Task description → Please locate every line below that contains the word "this" and copy each of those lines in full. Case counts.
──────── Provided data
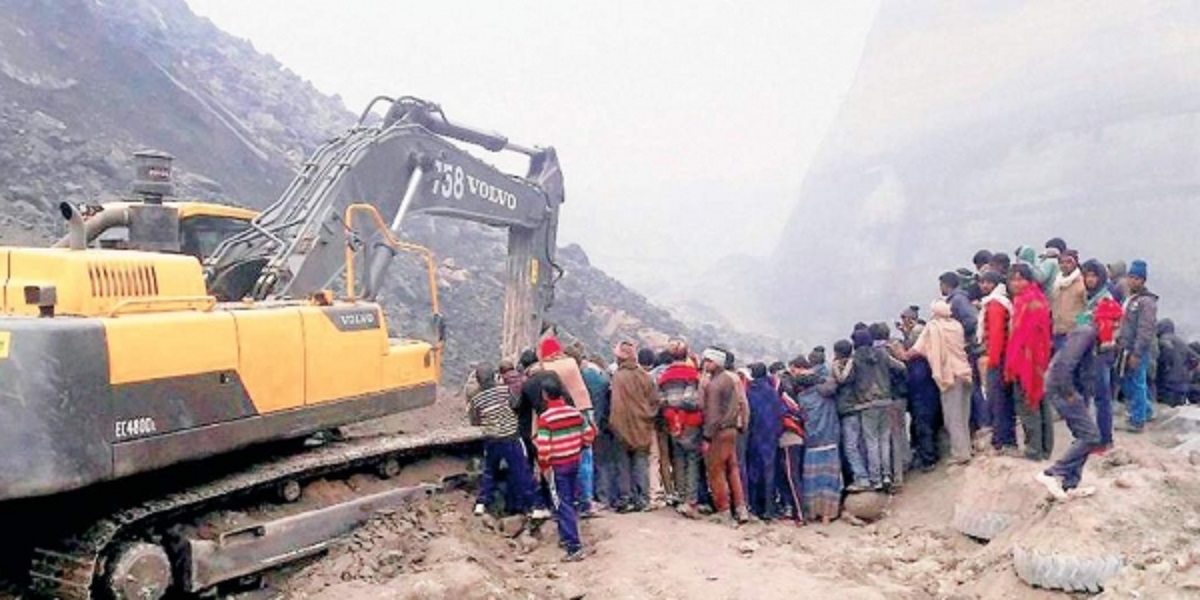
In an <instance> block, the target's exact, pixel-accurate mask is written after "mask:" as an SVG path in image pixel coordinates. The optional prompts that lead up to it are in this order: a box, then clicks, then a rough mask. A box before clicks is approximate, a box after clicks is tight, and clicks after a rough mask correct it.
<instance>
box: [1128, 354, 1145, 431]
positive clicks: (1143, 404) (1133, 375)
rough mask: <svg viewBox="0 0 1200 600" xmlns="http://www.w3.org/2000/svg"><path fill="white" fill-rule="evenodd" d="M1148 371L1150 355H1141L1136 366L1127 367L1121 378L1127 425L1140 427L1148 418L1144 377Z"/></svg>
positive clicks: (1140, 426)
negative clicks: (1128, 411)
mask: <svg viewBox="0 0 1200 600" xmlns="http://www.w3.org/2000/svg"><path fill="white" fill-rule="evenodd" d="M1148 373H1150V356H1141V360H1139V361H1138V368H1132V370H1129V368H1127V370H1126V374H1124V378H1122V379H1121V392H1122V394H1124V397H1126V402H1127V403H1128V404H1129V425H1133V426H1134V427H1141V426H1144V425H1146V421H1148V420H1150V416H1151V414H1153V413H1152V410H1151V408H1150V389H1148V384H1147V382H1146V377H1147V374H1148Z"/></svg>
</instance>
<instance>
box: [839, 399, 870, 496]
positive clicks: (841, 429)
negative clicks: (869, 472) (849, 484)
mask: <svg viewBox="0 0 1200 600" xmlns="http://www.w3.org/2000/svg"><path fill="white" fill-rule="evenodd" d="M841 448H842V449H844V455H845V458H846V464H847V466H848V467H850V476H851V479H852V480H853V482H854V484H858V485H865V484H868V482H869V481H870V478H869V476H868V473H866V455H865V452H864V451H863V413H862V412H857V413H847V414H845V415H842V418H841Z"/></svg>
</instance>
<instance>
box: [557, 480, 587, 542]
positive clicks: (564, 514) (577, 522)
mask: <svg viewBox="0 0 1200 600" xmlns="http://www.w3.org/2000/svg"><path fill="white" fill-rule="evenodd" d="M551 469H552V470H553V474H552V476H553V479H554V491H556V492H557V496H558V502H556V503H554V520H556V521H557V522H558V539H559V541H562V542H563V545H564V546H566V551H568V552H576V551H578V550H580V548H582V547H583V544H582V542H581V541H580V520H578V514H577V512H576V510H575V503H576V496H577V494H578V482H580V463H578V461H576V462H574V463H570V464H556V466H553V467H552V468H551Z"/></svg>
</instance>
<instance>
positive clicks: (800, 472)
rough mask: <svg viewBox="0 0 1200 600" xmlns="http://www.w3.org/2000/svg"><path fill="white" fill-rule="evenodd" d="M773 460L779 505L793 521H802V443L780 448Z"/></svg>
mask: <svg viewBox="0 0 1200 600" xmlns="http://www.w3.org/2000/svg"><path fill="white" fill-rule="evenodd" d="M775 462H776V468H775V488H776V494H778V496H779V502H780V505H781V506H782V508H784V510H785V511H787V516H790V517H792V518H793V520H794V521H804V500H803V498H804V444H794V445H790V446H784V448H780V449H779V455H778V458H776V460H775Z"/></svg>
────────────────
──────── Provided data
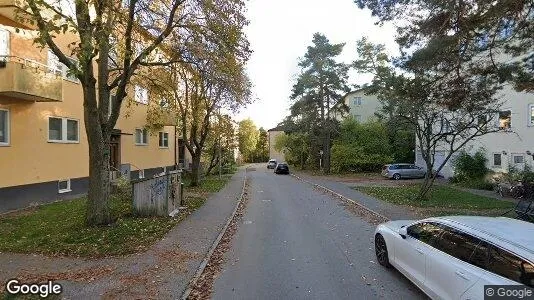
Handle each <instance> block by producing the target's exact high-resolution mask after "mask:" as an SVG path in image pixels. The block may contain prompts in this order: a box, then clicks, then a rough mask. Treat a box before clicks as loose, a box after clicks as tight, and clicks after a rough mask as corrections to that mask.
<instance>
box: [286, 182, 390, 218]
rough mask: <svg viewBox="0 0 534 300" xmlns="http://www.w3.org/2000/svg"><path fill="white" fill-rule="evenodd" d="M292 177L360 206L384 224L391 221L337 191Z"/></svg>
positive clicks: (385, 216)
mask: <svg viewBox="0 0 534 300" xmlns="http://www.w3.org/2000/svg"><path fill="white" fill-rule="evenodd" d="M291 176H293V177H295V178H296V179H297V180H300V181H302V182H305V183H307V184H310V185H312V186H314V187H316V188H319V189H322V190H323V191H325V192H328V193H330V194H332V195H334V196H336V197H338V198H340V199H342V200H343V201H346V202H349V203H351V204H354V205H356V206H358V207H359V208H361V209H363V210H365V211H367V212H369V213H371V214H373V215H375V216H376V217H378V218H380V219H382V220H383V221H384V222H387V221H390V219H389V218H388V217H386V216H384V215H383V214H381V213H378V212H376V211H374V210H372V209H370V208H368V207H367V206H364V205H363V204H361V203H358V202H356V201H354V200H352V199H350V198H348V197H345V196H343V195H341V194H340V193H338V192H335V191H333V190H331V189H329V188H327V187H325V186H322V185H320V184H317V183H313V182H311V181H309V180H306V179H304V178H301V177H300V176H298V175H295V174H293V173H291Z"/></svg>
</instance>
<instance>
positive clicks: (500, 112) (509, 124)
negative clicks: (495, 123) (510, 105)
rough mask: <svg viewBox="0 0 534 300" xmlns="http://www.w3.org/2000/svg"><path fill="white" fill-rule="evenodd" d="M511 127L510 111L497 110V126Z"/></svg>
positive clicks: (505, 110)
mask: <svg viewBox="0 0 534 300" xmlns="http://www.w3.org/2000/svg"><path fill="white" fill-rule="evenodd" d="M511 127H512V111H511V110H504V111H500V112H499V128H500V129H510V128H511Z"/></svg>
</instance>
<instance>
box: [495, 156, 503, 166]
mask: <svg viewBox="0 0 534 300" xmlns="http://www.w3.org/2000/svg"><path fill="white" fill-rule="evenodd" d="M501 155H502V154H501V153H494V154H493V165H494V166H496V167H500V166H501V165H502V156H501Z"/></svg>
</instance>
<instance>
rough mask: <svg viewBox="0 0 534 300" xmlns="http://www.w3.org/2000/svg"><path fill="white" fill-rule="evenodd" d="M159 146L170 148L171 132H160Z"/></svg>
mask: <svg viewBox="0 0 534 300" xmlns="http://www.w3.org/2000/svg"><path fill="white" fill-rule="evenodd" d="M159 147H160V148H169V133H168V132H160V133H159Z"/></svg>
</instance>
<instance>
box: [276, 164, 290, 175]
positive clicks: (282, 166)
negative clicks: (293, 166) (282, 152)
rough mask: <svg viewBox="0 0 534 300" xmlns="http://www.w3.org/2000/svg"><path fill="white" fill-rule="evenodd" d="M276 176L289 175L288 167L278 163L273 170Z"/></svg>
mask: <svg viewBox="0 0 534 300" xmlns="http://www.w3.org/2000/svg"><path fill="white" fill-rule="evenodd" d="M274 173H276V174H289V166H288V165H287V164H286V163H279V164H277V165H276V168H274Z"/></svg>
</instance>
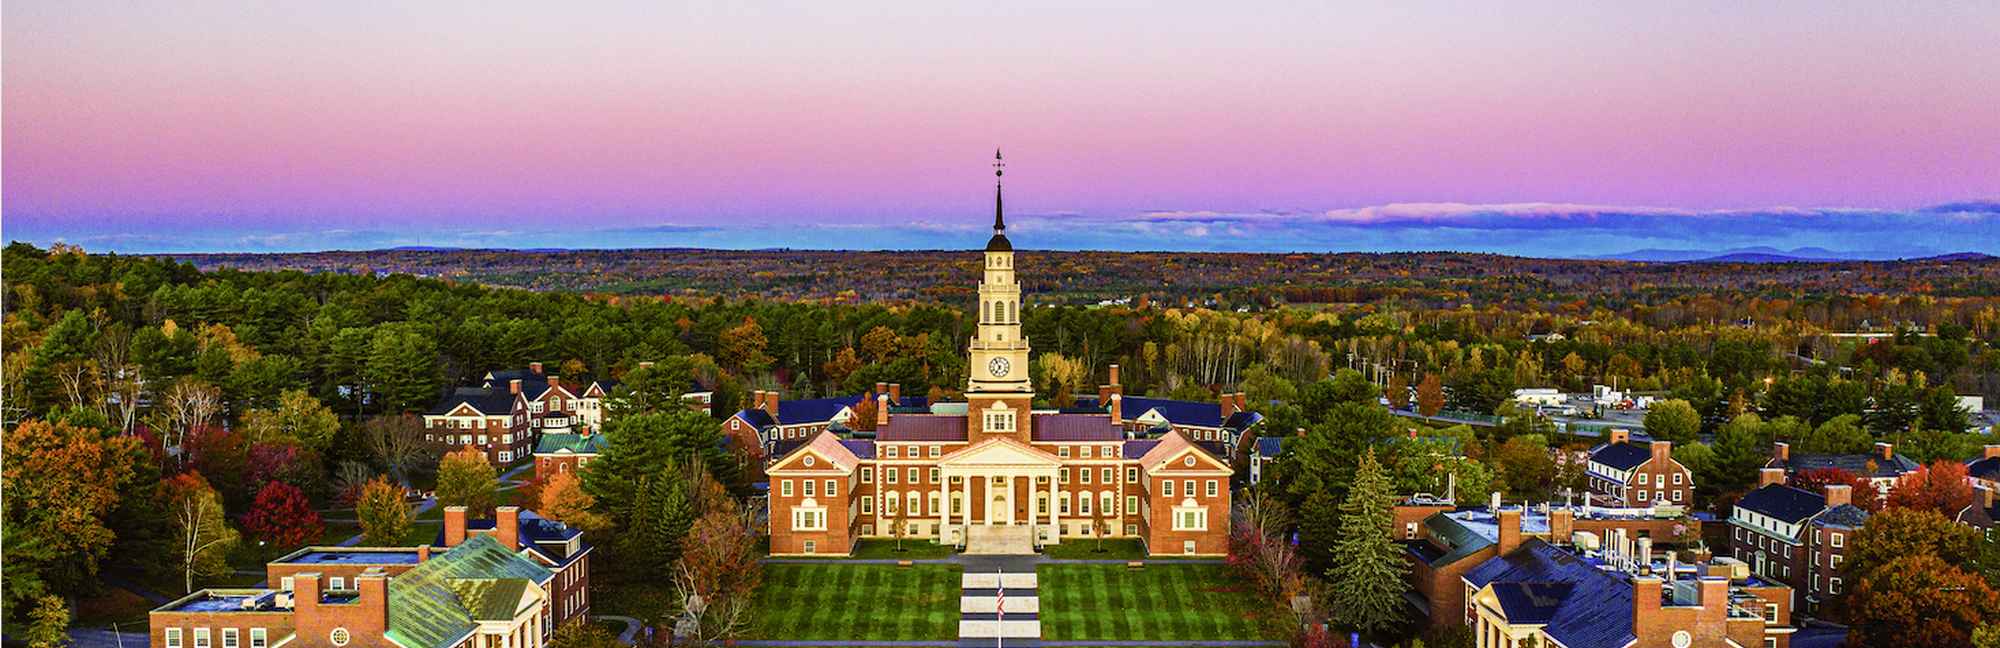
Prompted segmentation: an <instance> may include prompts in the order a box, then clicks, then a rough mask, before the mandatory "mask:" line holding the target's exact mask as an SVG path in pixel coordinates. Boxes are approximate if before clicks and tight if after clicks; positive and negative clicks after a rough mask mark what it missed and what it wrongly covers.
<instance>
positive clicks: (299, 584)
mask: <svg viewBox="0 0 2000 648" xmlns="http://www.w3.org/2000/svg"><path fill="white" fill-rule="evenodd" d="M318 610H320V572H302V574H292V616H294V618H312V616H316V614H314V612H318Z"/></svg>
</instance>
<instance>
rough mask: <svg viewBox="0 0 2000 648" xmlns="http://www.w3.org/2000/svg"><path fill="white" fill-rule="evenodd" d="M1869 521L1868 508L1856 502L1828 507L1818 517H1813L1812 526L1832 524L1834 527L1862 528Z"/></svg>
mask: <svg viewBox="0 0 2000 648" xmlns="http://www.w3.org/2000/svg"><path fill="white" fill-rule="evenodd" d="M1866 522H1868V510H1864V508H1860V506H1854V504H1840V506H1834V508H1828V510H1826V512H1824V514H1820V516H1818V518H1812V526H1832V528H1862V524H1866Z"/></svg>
────────────────
Solution →
In an <instance> block, the target's exact, pixel-accurate mask is written after "mask:" as an SVG path in image pixel coordinates. The optional prompts that lead up to it are in this order: a box, then clicks, then a rough mask. A box before clicks is approximate, a box after clicks is tight, and clicks after a rough mask correct it.
Handle each <instance> block by producing the target's exact high-resolution mask after "mask:" as an SVG path in image pixels. The block may contain prompts in this order: a box, then clicks, then a rough mask. Treat a box before clicks as loose, a box after clicks as tight, and clicks after a rough mask as corrections to that mask.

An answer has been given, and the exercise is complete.